GOAL: Format the rows below as a Markdown table with two columns, Number and Entry. Put each line's sequence number under Number and its text under Entry, and leave out blank lines.

EXCERPTED RECORDS:
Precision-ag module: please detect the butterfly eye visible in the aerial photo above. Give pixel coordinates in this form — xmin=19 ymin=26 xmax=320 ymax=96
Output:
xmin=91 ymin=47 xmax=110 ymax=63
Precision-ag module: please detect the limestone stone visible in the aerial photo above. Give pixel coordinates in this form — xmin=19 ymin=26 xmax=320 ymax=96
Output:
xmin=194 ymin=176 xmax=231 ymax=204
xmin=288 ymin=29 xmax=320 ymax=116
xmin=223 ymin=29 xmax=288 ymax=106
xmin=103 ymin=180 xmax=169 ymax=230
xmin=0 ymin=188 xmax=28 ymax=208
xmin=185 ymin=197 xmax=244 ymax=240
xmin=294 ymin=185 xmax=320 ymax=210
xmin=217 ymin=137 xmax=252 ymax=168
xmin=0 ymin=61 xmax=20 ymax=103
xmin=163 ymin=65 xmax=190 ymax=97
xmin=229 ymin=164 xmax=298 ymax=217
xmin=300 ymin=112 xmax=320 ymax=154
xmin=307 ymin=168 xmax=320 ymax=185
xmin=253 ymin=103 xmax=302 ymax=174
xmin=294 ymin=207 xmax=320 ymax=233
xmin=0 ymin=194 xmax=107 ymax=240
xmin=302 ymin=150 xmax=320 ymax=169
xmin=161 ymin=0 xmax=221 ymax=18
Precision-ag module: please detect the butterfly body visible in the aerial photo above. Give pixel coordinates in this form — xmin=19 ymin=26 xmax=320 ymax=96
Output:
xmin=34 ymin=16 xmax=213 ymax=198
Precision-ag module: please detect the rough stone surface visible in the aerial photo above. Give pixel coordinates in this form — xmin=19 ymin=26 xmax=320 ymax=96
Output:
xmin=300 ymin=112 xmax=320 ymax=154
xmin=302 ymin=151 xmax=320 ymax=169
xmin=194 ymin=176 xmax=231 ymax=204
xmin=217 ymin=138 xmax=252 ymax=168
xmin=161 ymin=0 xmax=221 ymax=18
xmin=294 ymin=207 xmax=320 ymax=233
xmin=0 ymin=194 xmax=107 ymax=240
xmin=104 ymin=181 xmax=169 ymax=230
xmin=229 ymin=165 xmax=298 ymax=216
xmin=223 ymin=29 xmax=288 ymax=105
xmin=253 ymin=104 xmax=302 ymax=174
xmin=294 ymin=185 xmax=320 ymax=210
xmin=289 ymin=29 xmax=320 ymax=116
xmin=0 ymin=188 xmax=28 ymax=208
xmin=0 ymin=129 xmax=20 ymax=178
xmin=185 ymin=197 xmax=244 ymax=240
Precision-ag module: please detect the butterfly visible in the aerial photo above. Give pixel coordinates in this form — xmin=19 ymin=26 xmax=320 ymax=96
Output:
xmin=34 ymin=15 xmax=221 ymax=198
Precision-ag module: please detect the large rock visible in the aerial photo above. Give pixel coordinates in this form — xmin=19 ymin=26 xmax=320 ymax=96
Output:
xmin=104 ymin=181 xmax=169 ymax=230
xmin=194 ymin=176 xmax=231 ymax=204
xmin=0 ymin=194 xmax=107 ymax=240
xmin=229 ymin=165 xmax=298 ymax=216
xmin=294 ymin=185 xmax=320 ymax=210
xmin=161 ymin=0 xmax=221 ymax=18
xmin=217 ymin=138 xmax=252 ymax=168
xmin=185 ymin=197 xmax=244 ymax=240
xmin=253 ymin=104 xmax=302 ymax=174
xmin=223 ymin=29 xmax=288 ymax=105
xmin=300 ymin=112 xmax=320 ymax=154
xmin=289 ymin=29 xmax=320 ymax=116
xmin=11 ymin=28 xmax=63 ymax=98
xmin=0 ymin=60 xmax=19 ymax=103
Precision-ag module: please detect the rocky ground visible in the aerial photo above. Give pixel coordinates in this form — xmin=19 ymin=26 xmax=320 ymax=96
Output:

FINISHED EXERCISE:
| Number | Entry |
|---|---|
| 1 | Precision-ag module: please detect the butterfly eye visible in the aerial photo above. Give pixel coordinates in this form — xmin=19 ymin=26 xmax=320 ymax=96 |
| 2 | Output: |
| 3 | xmin=91 ymin=47 xmax=110 ymax=63 |
| 4 | Precision-ag module: please detect the limestone stone visible in the aerial photo above. Give pixel coordinates in this form — xmin=19 ymin=26 xmax=320 ymax=96 |
| 5 | Output: |
| 6 | xmin=194 ymin=176 xmax=231 ymax=204 |
| 7 | xmin=288 ymin=29 xmax=320 ymax=116 |
| 8 | xmin=223 ymin=29 xmax=288 ymax=106 |
| 9 | xmin=103 ymin=180 xmax=169 ymax=230 |
| 10 | xmin=0 ymin=188 xmax=28 ymax=208 |
| 11 | xmin=185 ymin=197 xmax=244 ymax=240 |
| 12 | xmin=294 ymin=185 xmax=320 ymax=210 |
| 13 | xmin=217 ymin=137 xmax=252 ymax=168 |
| 14 | xmin=0 ymin=61 xmax=20 ymax=103 |
| 15 | xmin=163 ymin=65 xmax=190 ymax=97 |
| 16 | xmin=229 ymin=164 xmax=298 ymax=217 |
| 17 | xmin=300 ymin=112 xmax=320 ymax=154 |
| 18 | xmin=307 ymin=168 xmax=320 ymax=185 |
| 19 | xmin=253 ymin=103 xmax=302 ymax=174 |
| 20 | xmin=294 ymin=207 xmax=320 ymax=233 |
| 21 | xmin=0 ymin=194 xmax=107 ymax=240 |
| 22 | xmin=302 ymin=150 xmax=320 ymax=169 |
| 23 | xmin=161 ymin=0 xmax=221 ymax=18 |
| 24 | Precision-ag module: please detect the butterfly body visible in the aerial photo above. Give pixel coordinates in this form — xmin=19 ymin=26 xmax=320 ymax=96 |
| 25 | Output: |
| 26 | xmin=34 ymin=16 xmax=213 ymax=198 |
| 27 | Precision-ag module: please detect the rough stone surface visible in the aerial photo above. Give pixel coordinates in this form — xmin=19 ymin=26 xmax=320 ymax=96 |
| 28 | Output: |
| 29 | xmin=300 ymin=112 xmax=320 ymax=154 |
| 30 | xmin=302 ymin=151 xmax=320 ymax=169 |
| 31 | xmin=194 ymin=176 xmax=231 ymax=204 |
| 32 | xmin=217 ymin=138 xmax=252 ymax=168 |
| 33 | xmin=161 ymin=0 xmax=221 ymax=18 |
| 34 | xmin=294 ymin=207 xmax=320 ymax=233 |
| 35 | xmin=0 ymin=194 xmax=107 ymax=240 |
| 36 | xmin=104 ymin=181 xmax=169 ymax=230 |
| 37 | xmin=229 ymin=165 xmax=298 ymax=216 |
| 38 | xmin=223 ymin=29 xmax=288 ymax=105 |
| 39 | xmin=253 ymin=104 xmax=302 ymax=174 |
| 40 | xmin=294 ymin=185 xmax=320 ymax=210 |
| 41 | xmin=289 ymin=29 xmax=320 ymax=116 |
| 42 | xmin=0 ymin=188 xmax=28 ymax=208 |
| 43 | xmin=0 ymin=129 xmax=20 ymax=178 |
| 44 | xmin=185 ymin=197 xmax=244 ymax=240 |
| 45 | Precision-ag module: please detect the butterfly visible in the aerial photo above. Give pixel coordinates in this form — xmin=19 ymin=26 xmax=320 ymax=96 |
| 46 | Output: |
| 47 | xmin=34 ymin=15 xmax=221 ymax=198 |
| 48 | Precision-ag module: please detect the large rock visible in the aerial photo above. Give pixel coordinates in this form — xmin=19 ymin=26 xmax=320 ymax=96 |
| 49 | Output: |
| 50 | xmin=104 ymin=181 xmax=169 ymax=230 |
| 51 | xmin=194 ymin=176 xmax=231 ymax=204 |
| 52 | xmin=0 ymin=194 xmax=107 ymax=240 |
| 53 | xmin=229 ymin=165 xmax=298 ymax=216 |
| 54 | xmin=294 ymin=185 xmax=320 ymax=210 |
| 55 | xmin=161 ymin=0 xmax=221 ymax=18 |
| 56 | xmin=217 ymin=138 xmax=252 ymax=168 |
| 57 | xmin=185 ymin=197 xmax=244 ymax=240 |
| 58 | xmin=253 ymin=104 xmax=302 ymax=174 |
| 59 | xmin=223 ymin=29 xmax=288 ymax=105 |
| 60 | xmin=300 ymin=112 xmax=320 ymax=154 |
| 61 | xmin=289 ymin=29 xmax=320 ymax=116 |
| 62 | xmin=11 ymin=28 xmax=63 ymax=98 |
| 63 | xmin=0 ymin=60 xmax=19 ymax=103 |
| 64 | Precision-ag module: please detect the rocky ground visible in the aerial photo above. Give pixel coordinates in this form — xmin=19 ymin=26 xmax=320 ymax=96 |
| 65 | Output: |